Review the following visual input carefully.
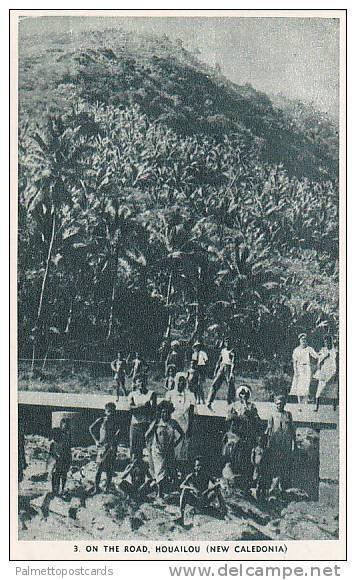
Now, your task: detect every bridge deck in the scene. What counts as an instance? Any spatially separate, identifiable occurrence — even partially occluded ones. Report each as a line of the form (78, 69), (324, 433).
(18, 391), (339, 430)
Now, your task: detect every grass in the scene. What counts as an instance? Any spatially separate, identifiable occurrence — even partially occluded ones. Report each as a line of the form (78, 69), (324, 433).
(18, 363), (271, 401)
---
■ STATED EXERCISE ■
Put each line of the data above into a Markdown table with the columns "Number" and "Entry", numbering the rows in order. Skip blank lines and leave the pictures out of the table.

■ FINISHED TASK ■
| Number | Entry |
|---|---|
| 1 | Review the following visual input carefully. |
| 2 | Now, your task: detect every bridge deck in the scene. What counts as an instance? Any spatially separate, identifiable occurrence — even partially occluded ones. Report each as a line of the form (78, 69), (324, 433). |
| 3 | (18, 391), (339, 430) |
| 4 | Now, your task: detect every grass in the scene. What counts as an instance? Any spatially separate, identifiable occurrence — even partially occluded ones. Report each as a line of the form (78, 69), (324, 433). |
| 5 | (18, 363), (271, 401) |